====== EXTRAIT FOURNI
La loi d'orientation et de programmation du ministère de l'intérieur, la Lopmi, votée il y a quelques mois par le Parlement, octroie près de 15 milliards d'euros au ministère de l'intérieur et des outre-mer pour les cinq prochaines années. Les crédits que je vais présenter s'inscrivent dans ce cadre.
Je vous prie d'excuser le ministre, qui ne peut être présent ce matin, mais dont chacun connaît l'implication pour défendre les crédits de son ministère.
Pour 2024, le Gouvernement présente un budget en hausse de plus de 7 %, pour un montant total de 2,2 milliards d'euros en crédits de paiement (CP), soit environ 10 % des crédits du ministère entrant dans le périmètre de la Lopmi. Cette augmentation représentera près de 147 millions de crédits supplémentaires par rapport à la loi de finances pour 2023. Elle inclut les crédits issus de la Lopmi pour la période 2022-2027, y compris ceux du plan CRA 3 000.
Ce budget marque une nouvelle étape dans les efforts consentis depuis 2017 pour consolider notre capacité à maîtriser les flux migratoires et lutter contre l'immigration irrégulière, à garantir l'exercice du droit d'asile et à renforcer l'intégration des étrangers en situation régulière dits primo-arrivants. Il s'inscrit dans le cadre de la Lopmi, avec une programmation budgétaire inédite. En cinq ans, nous aurons fait progresser de façon inégalée les crédits affectés à la mission, donc à la politique migratoire de la France.
Le budget de la mission Immigration, asile et intégration repose sur deux programmes complémentaires : le programme 303, Immigration et asile, et le programme 104, Intégration et accès à la nationalité française.
Les crédits du premier s'établissent à hauteur de 1,7 milliard d'euros, en augmentation de 17,7 %. Cette progression sensible reflète le transfert du financement des programmes numériques et de celui des places d'hébergement pour réfugiés précédemment assurés par le programme 104, ainsi que 165 millions de mesures nouvelles.
Pour sa part, le programme 104 s'élève à 431 millions d'euros. La diminution d'environ 20 % de ses crédits par rapport à 2023 correspond pour l'essentiel au transfert que je viens d'évoquer. Ce programme prévoit une augmentation des places d'accueil en 2024, par un rééquilibrage interne des actions soutenues, pour une plus grande lisibilité et sans incidence sur les grandes orientations de la mission.
Près de 65 % des crédits seront consacrés à l'accueil et à l'examen des situations des demandeurs d'asile et des réfugiés. Ce montant de 1,4 milliard d'euros doit permettre d'assurer les dépenses d'hébergement à hauteur de 996 millions, les dépenses pour l'allocation pour demandeur d'asile (ADA) à hauteur de 300 millions et les crédits nécessaires au fonctionnement de l'Office français de protection des réfugiés et apatrides (Ofpra) à hauteur de 108 millions.
============
====== DONNÉES FOURNIES
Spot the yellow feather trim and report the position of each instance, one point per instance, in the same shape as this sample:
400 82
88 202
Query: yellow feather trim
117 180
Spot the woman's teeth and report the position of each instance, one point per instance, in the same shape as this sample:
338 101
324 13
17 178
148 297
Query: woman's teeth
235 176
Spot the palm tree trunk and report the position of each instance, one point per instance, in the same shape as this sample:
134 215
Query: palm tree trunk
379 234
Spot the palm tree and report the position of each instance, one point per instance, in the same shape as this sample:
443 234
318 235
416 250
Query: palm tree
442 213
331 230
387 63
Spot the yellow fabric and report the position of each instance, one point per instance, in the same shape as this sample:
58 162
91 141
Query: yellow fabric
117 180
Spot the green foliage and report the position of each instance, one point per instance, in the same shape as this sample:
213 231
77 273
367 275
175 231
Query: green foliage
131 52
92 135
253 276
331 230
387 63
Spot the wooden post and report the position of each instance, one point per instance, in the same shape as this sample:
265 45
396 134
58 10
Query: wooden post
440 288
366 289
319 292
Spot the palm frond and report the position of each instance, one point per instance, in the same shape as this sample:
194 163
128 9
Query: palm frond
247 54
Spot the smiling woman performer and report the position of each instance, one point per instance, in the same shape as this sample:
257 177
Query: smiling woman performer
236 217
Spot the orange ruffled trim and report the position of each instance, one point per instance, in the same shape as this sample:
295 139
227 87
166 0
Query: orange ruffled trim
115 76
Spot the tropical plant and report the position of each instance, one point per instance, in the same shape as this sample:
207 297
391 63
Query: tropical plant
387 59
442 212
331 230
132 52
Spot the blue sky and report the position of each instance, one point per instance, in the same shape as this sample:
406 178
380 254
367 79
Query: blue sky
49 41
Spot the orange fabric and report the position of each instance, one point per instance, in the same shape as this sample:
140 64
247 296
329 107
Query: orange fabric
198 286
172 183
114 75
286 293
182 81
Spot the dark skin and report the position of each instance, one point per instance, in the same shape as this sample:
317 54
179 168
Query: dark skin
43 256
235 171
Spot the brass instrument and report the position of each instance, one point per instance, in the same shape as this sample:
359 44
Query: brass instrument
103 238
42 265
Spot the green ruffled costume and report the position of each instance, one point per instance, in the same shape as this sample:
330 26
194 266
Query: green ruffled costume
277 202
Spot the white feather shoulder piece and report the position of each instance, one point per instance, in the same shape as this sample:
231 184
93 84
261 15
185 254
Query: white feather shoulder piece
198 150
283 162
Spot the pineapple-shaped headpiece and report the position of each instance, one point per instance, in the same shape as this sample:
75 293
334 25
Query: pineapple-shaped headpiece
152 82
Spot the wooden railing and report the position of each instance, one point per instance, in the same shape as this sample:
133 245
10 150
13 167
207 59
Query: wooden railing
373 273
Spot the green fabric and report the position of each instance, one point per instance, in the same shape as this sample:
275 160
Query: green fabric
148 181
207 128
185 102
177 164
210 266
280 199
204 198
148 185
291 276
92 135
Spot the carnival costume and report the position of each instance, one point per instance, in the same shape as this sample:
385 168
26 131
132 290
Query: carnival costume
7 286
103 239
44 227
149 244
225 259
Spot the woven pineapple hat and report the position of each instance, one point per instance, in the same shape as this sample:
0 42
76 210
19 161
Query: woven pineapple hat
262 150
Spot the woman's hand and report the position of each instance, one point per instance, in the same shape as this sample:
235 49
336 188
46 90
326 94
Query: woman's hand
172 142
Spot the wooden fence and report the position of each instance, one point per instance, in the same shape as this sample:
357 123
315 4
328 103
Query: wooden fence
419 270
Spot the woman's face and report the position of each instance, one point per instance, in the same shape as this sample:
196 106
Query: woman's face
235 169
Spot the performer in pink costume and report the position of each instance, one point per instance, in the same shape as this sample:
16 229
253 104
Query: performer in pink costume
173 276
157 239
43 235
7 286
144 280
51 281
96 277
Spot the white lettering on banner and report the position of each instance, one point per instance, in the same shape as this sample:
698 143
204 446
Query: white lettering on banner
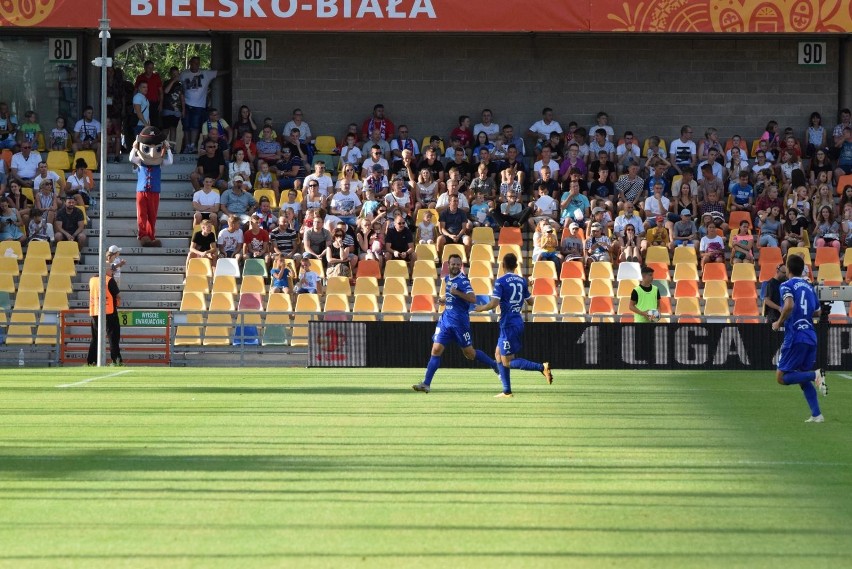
730 344
276 8
371 6
628 346
376 9
661 346
326 8
687 352
837 346
179 8
589 337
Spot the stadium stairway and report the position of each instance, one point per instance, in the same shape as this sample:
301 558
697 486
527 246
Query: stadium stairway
153 276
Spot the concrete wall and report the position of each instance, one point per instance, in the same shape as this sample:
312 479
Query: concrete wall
649 84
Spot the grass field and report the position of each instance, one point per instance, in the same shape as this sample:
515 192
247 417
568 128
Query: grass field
349 468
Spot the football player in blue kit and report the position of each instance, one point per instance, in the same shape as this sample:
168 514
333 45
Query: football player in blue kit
454 324
799 350
511 292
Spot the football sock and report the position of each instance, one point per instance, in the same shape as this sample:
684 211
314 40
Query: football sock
810 396
504 377
431 368
521 363
792 377
482 358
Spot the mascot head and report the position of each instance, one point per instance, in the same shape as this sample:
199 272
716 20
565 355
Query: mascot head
152 145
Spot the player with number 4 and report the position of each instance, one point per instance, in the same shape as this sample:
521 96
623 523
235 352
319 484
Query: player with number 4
510 293
454 324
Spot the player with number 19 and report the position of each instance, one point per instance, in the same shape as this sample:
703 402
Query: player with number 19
454 324
511 293
799 349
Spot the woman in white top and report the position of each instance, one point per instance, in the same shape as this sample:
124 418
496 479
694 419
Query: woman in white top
239 166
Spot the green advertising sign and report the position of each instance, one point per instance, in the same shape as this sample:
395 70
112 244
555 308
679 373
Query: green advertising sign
148 318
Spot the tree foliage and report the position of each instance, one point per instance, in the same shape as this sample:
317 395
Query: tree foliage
164 56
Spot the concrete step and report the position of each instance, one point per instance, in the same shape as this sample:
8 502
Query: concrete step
153 265
164 231
130 303
169 281
130 286
131 242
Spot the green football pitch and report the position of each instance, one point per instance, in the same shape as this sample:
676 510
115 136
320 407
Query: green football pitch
151 467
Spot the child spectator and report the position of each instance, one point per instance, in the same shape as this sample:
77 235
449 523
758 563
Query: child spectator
39 229
426 231
59 136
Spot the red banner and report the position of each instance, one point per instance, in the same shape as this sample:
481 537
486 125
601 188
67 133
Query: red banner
685 16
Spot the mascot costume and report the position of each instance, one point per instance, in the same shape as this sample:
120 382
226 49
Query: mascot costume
150 151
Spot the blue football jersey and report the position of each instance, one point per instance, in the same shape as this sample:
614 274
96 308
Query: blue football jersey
799 326
456 309
512 291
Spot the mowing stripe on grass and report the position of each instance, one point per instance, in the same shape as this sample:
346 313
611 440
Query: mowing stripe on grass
85 381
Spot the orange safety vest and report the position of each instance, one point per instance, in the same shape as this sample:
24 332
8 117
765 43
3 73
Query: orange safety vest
94 301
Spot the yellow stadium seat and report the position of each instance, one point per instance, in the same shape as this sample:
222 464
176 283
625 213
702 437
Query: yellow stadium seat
268 194
63 266
482 286
58 160
483 235
394 308
306 305
805 251
31 282
743 272
424 268
252 284
336 303
34 266
367 285
715 289
189 334
39 250
422 285
685 254
15 246
9 266
338 285
225 283
325 144
89 156
58 282
600 287
687 306
685 272
395 285
717 307
505 249
199 266
482 252
601 270
193 300
574 307
453 249
196 283
368 305
546 269
480 268
572 287
625 288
============
CONSIGNE 1:
Dans l'extrait sur le budget de la mission Immigration, asile et intégration, quel montant est indiqué pour le programme 104 ?
CONSIGNE 2:
Poursuivez l'extrait sur le budget de la mission Immigration, asile et intégration après sa dernière phrase.

RÉPONSE 1:
Le programme 104 s'élève à 431 millions d'euros.

RÉPONSE 2:
Par ailleurs, 20 % des crédits, soit 431 millions d'euros, seront consacrés à la politique d'intégration. Ainsi, 260 millions seront mobilisés pour la maîtrise des flux migratoires, en complément des dépenses dédiées à ces missions par les budgets de la police nationale, de la police aux frontières et de la gendarmerie. Ce montant comprend notamment les crédits alloués à la politique des visas, à l'aide au retour et au financement des lieux de rétention.
Un autre pilier de la politique permise par la mission Immigration, asile et intégration est la conduite de plusieurs chantiers numériques, pour un montant de plus de 50 millions, visant à fournir un service public de qualité dans des délais contraints.
Ce budget n'inclut pas les crédits qui seront rendus nécessaires par les mesures du projet de loi pour contrôler l'immigration et améliorer l'intégration que votre assemblée examinera prochainement. Il n'intègre pas non plus ceux requis par l'accueil et l'accompagnement exceptionnel des 73 000 bénéficiaires de la protection temporaire qui ont fui l'Ukraine en mars 2022. A contrario, il intègre la prise en charge des coûts de la revalorisation salariale décidée par le Gouvernement en septembre 2022 afin que les salariés du secteur privé non lucratif bénéficient de l'équivalent de l'augmentation de la valeur du point d'indice de la fonction publique. Cette prise en charge représente environ 19,4 millions d'euros pour la mission.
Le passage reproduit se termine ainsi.